Task goal:
Could you output every line of the listing below, unchanged and in order, from the first line to the last?

Data to use:
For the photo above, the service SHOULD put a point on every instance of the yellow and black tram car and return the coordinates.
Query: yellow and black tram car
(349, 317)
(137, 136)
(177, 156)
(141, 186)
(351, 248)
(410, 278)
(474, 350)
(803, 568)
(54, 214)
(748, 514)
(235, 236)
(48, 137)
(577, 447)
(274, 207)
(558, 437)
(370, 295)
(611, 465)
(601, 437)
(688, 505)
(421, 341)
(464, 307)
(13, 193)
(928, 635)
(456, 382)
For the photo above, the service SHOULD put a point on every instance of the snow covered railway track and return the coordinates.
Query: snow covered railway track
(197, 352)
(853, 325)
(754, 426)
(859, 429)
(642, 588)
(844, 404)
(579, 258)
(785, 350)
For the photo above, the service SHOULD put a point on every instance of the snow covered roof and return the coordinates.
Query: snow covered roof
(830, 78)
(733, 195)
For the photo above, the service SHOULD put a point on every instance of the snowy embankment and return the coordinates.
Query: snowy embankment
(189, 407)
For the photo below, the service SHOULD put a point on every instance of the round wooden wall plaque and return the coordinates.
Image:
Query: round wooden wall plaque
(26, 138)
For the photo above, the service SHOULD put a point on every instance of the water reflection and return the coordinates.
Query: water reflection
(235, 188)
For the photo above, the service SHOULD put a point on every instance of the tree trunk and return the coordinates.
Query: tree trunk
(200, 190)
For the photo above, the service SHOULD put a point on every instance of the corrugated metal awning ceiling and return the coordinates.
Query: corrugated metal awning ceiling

Result below:
For the photo above, the service SHOULD put a point on every instance of the yellow and black tram car and return the coordinates.
Query: yellow and black tram car
(349, 317)
(137, 136)
(177, 156)
(141, 186)
(351, 248)
(410, 278)
(474, 350)
(803, 568)
(54, 214)
(748, 514)
(235, 236)
(48, 137)
(577, 447)
(274, 207)
(558, 437)
(370, 295)
(611, 465)
(601, 437)
(688, 505)
(421, 341)
(464, 307)
(13, 193)
(928, 635)
(456, 382)
For the photo above, the service SHOULD put a point on every instance of the snow covered railway track and return the coordinates.
Query: snow covered railway track
(197, 352)
(853, 325)
(754, 426)
(859, 429)
(642, 588)
(844, 404)
(579, 258)
(785, 350)
For the photo above, the service SHOULD put a point on every instance of the snow covered roof and return the coordinates.
Query: snow covered roof
(830, 78)
(733, 195)
For the photo above, the service SHOULD put a point on every instance of the snowy embankment and return the coordinates.
Query: snowy embankment
(189, 407)
For the photo below, the service SHOULD put a point on every instance of the round wooden wall plaque and return the coordinates.
Image:
Query: round wooden wall plaque
(26, 138)
For the photo above, the service SHOULD put a point on every instance of the water reflection and return the coordinates.
Query: water reflection
(235, 188)
For the photo above, the service SHOULD put a point on every instance of the tree trunk and return the coordinates.
Query: tree trunk
(200, 190)
For the photo above, the service SHOULD put a point on every instance of the corrugated metal awning ceiling and return the coordinates.
Query: corrugated metal awning ceiling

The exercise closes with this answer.